'''

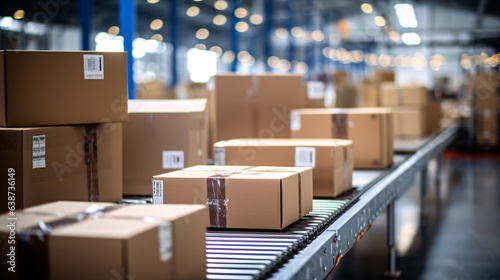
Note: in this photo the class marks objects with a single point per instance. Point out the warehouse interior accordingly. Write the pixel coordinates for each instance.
(378, 119)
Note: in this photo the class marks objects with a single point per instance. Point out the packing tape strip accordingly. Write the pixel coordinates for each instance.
(339, 126)
(90, 137)
(216, 199)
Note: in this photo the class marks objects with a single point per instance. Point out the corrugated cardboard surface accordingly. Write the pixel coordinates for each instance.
(66, 175)
(328, 179)
(158, 126)
(262, 104)
(251, 200)
(410, 121)
(57, 87)
(370, 129)
(305, 177)
(188, 234)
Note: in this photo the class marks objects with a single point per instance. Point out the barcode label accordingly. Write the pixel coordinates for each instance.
(173, 159)
(315, 90)
(93, 66)
(305, 156)
(39, 160)
(157, 192)
(165, 238)
(220, 156)
(295, 121)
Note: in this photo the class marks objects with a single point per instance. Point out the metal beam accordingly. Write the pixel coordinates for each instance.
(127, 16)
(85, 13)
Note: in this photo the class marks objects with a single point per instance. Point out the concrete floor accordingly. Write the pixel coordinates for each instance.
(458, 237)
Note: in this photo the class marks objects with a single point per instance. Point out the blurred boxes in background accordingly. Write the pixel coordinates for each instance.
(243, 106)
(370, 129)
(331, 159)
(40, 88)
(244, 199)
(161, 136)
(44, 164)
(145, 241)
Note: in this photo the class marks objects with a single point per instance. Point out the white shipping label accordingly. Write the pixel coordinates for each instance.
(220, 156)
(93, 66)
(173, 159)
(165, 238)
(295, 121)
(305, 156)
(157, 192)
(315, 90)
(39, 160)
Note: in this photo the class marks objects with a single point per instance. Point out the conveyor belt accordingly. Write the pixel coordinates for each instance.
(235, 254)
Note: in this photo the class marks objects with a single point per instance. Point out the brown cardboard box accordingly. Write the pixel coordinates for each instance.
(40, 88)
(161, 136)
(410, 121)
(105, 248)
(384, 75)
(262, 104)
(370, 130)
(188, 224)
(23, 248)
(369, 94)
(64, 166)
(305, 179)
(326, 156)
(395, 95)
(246, 200)
(434, 115)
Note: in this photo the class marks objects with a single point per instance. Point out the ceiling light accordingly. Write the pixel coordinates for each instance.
(406, 15)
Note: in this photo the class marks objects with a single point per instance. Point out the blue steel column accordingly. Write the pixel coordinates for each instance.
(127, 15)
(290, 24)
(235, 37)
(268, 26)
(174, 27)
(85, 12)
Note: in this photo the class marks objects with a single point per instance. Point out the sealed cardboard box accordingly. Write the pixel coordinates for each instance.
(188, 228)
(162, 136)
(246, 200)
(370, 130)
(63, 88)
(327, 157)
(392, 94)
(410, 121)
(105, 248)
(45, 164)
(262, 104)
(305, 179)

'''

What this task involves: Using the material above, extract the line that contains "out the blue" and every line after it, exactly as given; stop at the last line.

Output of the exercise:
Note: in this photo the class marks objects with a single point per instance. Point out the blue steel column accordingly. Write the pixel coordinates for each instance.
(127, 15)
(290, 24)
(235, 37)
(268, 26)
(174, 27)
(85, 12)
Note: in this photo the class marks objects with a single point per instance. Point out the sealed cardboard box accordingly. Write the pixel coordinates for each instance.
(188, 228)
(162, 136)
(246, 200)
(370, 130)
(63, 88)
(327, 157)
(392, 94)
(410, 121)
(105, 248)
(45, 164)
(262, 104)
(305, 179)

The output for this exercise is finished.